# Source records
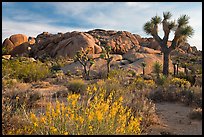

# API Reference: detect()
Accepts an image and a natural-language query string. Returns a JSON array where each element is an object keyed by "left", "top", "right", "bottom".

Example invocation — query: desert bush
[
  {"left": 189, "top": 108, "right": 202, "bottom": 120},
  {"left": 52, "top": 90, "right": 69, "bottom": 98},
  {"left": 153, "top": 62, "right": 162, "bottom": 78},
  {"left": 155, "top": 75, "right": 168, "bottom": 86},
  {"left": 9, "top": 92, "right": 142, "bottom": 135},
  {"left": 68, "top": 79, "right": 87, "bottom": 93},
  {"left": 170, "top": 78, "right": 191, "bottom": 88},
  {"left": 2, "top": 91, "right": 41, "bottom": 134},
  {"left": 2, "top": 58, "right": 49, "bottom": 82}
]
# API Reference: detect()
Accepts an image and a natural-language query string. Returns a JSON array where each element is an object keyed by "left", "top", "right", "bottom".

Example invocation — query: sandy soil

==

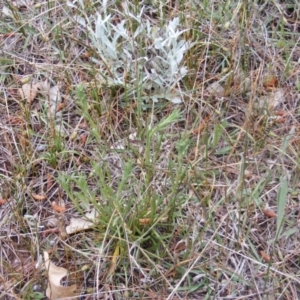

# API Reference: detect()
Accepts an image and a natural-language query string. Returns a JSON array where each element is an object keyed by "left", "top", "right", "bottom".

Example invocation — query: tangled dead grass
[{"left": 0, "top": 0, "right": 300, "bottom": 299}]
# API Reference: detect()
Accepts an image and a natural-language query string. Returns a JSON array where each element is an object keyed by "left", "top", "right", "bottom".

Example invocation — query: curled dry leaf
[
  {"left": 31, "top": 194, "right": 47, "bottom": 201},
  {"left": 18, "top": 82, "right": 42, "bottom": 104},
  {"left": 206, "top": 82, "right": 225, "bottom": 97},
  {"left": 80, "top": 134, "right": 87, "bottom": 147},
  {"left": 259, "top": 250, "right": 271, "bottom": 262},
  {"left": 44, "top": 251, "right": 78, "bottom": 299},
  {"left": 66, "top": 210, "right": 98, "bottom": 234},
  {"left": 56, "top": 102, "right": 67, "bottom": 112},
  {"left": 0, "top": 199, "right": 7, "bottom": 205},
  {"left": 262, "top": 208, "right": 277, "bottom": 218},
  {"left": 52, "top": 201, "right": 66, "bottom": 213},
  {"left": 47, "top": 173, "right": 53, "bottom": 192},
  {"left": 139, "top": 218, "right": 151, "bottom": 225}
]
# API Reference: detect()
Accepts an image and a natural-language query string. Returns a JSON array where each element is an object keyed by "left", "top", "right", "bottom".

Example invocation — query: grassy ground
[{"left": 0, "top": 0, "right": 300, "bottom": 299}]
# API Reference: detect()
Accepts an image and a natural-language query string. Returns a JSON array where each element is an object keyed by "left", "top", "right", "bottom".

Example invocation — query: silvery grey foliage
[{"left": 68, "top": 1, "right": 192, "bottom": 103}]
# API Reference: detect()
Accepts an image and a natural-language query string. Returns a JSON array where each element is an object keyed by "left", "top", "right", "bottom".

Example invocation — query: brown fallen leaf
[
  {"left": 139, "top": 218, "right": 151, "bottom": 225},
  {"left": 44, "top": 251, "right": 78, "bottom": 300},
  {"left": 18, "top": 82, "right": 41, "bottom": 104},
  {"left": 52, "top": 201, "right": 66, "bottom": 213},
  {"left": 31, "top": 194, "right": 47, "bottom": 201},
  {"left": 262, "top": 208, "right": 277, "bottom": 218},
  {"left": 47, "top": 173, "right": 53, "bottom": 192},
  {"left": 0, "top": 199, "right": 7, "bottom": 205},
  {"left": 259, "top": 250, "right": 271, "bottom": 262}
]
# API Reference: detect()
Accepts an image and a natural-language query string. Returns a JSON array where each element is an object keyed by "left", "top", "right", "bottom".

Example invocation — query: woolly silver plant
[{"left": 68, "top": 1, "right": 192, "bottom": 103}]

--

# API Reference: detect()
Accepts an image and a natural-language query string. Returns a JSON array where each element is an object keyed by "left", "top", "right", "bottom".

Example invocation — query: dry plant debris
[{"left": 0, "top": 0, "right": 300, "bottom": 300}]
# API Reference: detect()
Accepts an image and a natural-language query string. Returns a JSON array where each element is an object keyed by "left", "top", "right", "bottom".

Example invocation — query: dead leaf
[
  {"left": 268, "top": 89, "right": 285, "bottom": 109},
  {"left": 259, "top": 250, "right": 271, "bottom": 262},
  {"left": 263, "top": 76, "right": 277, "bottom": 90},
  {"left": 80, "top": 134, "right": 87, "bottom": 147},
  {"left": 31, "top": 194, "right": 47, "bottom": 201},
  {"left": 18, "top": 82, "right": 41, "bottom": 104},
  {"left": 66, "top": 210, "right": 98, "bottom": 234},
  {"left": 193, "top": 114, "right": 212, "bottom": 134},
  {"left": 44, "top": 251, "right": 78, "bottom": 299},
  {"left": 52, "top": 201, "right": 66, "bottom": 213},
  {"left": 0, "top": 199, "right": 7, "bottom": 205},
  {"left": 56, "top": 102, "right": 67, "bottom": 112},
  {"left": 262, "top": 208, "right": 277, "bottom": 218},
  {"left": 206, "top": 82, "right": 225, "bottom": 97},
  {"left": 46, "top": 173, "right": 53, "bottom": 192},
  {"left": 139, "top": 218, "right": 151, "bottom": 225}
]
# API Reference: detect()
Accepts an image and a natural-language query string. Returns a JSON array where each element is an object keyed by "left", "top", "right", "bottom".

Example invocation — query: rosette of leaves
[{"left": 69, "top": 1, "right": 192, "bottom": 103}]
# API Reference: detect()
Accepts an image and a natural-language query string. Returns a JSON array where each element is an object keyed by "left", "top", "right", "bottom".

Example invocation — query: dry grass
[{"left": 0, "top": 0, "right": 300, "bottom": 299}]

# Work to do
Return every line of the records above that contains the string "leaf", keeping in mind that case counts.

# Correct response
Example invocation — query: curled dry leaf
Example invocation — query: brown fallen leaf
Example invocation — query: dead leaf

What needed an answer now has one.